» Task brief: Pick out and copy every line in the items below that contains the word "wheel". Treat uppercase and lowercase letters as different.

» Records to process:
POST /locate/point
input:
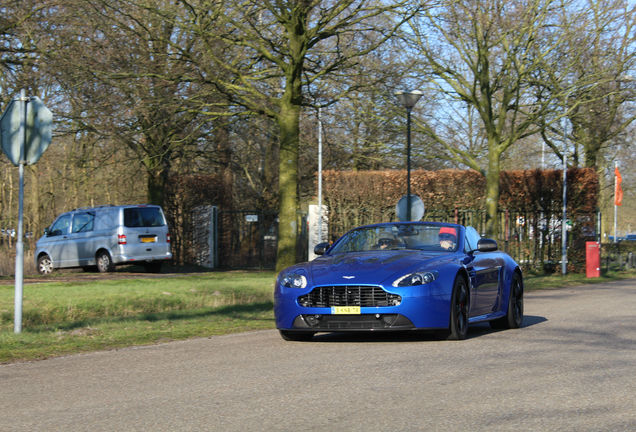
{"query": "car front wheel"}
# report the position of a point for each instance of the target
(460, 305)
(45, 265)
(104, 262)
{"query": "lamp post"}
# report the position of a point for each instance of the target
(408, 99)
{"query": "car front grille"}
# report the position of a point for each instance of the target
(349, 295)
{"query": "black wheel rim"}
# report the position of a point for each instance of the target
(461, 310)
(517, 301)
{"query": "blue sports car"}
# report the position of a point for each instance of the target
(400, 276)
...
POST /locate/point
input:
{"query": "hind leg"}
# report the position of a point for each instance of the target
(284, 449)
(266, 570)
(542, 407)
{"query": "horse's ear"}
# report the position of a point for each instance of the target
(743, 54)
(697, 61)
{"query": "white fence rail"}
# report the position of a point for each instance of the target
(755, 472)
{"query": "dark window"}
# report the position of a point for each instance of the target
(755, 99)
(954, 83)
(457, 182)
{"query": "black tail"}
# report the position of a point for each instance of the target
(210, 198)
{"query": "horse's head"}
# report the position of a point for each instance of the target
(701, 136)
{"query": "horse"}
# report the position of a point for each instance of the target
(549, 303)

» Solved problem:
{"query": "car front wheel"}
{"query": "black wheel rim"}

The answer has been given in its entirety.